─── TEXT FOR ANALYSIS ───

Shipley said a photograph suggests Walton’s father was a British police officer. The U.S. State Department, the FBI and the Immigration and Naturalization Service are working with Interpol and foreign police agencies to sort out international connections that may include South Africa and Mexico as well as Canada and Great Britain.
There are indications that Walton was a “wannabe militia kind of guy” who sold firearms equipment, such as holsters, and information of interest to people with far-right political beliefs, Shipley said. Using the Internet, the suspect continued selling that kind of merchandise from his home in the Reno area. He has been tied to transactions in Idaho, Nevada, California, Texas and Iowa.
“He has put on a lot of fronts with people, identifying that he has done various things throughout his life,” Shipley said.
In particular, Shipley said, Walton “told everyone he was an American soldier in Vietnam and was a chopper pilot. He liked to tell people that, and he had a big interest in the Vietnam War.”
Walton held a variety of jobs in the criminal justice system in the Reno area under the name of Roy Vasquez, Shipley said.
Vasquez is a King County sheriff’s revenue processor whose identity Walton used during most of his 20 years as a fugitive, Shipley said.
“It’s amazing just how far and wide this fellow was using my name,” Vasquez said.

─── RECORD SET ───

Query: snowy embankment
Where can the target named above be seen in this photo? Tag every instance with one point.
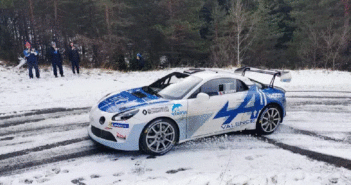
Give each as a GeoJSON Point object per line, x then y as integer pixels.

───
─── RECORD SET ───

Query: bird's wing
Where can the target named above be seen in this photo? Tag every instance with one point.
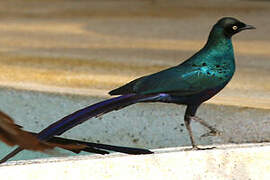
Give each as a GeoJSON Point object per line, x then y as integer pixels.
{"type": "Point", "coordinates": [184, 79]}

───

• EXERCISES TO COMPLETE
[1] Reproduce the passage of the news text about Walton from "Shipley said a" to "Texas and Iowa.".
[2] Carry on the news text about Walton, picking up after its final sentence.

• SOLVED TASKS
[1]
Shipley said a photograph suggests Walton’s father was a British police officer. The U.S. State Department, the FBI and the Immigration and Naturalization Service are working with Interpol and foreign police agencies to sort out international connections that may include South Africa and Mexico as well as Canada and Great Britain.
There are indications that Walton was a “wannabe militia kind of guy” who sold firearms equipment, such as holsters, and information of interest to people with far-right political beliefs, Shipley said. Using the Internet, the suspect continued selling that kind of merchandise from his home in the Reno area. He has been tied to transactions in Idaho, Nevada, California, Texas and Iowa.

[2]
The impostor got away with it, in part, because Vasquez pays his bills and doesn’t get into trouble with the law. The impostor also stayed out of trouble and usually paid his bills, but the men didn’t pay each other’s taxes.
The real Vasquez protested in 1995 when the Internal Revenue Service started hounding him for additional income tax. He assumed everything was OK when the IRS backed off, “but a year later they came back at me.” Then he got turned down for a loan and discovered his credit record wasn’t as spotless as he thought.
Recently, a collection agency threatened him over a relatively small unpaid bill he knew nothing about.
When the IRS asked earlier this year why he didn’t report $30,000 of income from his job as a security supervisor at St. Mary’s Regional Medical Center in Reno, Vasquez asked one of his co-workers at the King County Sheriff’s Office to look him up in police databases. Sure enough, he had a Nevada driver’s license even though he had never lived there. So Vasquez went to Reno and got police there to arrest the alleged impostor last month.
Vasquez had never met Walton, as far as he knows, and doesn’t know how Walton got his Social Security number. He speculates that he may have been tricked by a false job advertisement years ago when he was looking for work and submitted a lot of applications.
It appears the impostor’s choice of Vasquez may have been based on similarities between the two men. In person, no one could confuse the Hispanic Vasquez with Walton, who speaks with an English accent. On paper, though, both men are 59 and have similar heights and weights.
“Fortunately, this guy didn’t do anything to get me in trouble,” Vasquez said. “I could be facing a police officer pointing a gun at me, thinking I was a dangerous criminal.”
Lethbridge attorney Harold Moodie, who represented Walton when he was charged in 1980, recalls his client as a “nice guy” except that he abandoned a wife and two sons.
“I’m sure he did not want to cause anybody any harm,” Moodie said, citing the public service jobs Walton held after fleeing Lethbridge.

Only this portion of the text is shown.